[DATA]

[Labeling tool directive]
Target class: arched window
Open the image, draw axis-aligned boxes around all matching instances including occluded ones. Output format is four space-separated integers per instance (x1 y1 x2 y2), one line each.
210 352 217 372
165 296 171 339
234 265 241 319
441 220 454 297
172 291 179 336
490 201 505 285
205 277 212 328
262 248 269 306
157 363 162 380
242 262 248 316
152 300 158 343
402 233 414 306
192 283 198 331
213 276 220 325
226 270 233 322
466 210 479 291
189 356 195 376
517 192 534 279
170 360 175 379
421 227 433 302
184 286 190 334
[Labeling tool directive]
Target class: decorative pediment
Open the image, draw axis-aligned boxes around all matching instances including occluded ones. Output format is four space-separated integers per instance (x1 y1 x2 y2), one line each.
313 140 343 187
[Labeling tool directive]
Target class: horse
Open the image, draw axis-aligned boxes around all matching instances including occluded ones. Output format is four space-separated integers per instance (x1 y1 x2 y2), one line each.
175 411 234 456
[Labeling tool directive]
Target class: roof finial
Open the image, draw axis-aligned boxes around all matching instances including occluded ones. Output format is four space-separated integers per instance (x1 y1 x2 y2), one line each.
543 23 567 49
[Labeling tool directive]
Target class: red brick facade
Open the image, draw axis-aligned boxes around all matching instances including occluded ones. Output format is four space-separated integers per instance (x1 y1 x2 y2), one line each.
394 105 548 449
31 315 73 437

[/DATA]

PROBLEM DETAILS:
Output exactly the leading lines of the data, up to and including the line marked by "Target class: red brick facade".

RESPONSE:
[Labeling tool directive]
Target class: arched window
Open the image, draw axis-aligned boxes around all matching instances including occluded ones. Output format is four space-separated integers per instance (x1 y1 x2 y2), one line each.
210 352 217 372
165 296 171 339
234 265 241 319
441 220 454 297
172 291 179 336
490 201 505 285
205 277 212 328
262 248 269 306
157 363 162 380
242 262 248 316
152 300 158 343
402 233 414 306
192 283 198 331
213 276 220 325
226 270 233 322
466 210 479 291
189 356 195 376
517 192 534 279
170 360 175 379
421 227 433 302
184 286 190 334
[Labeling tool directive]
Target class: decorative pediment
Open the image, draw axis-aligned boxes around all matching instances including occluded ones. Output format is four space-separated integers per instance (x1 y1 x2 y2), one line each.
313 140 343 187
[Labeling tool directive]
Target class: horse
Open the image, draw axis-aligned boxes around all matching instances including occluded ones. Output format is four space-separated integers per instance (x1 y1 x2 y2), one line each.
175 411 234 456
[Labeling tool directive]
Target class: roof finial
Open the image, draw axis-aligned boxes around all matching instances including occluded ones. Output format is four space-separated integers per instance (x1 y1 x2 y2), one line each.
543 23 567 49
[Labeling tool directive]
Target class: red brick facade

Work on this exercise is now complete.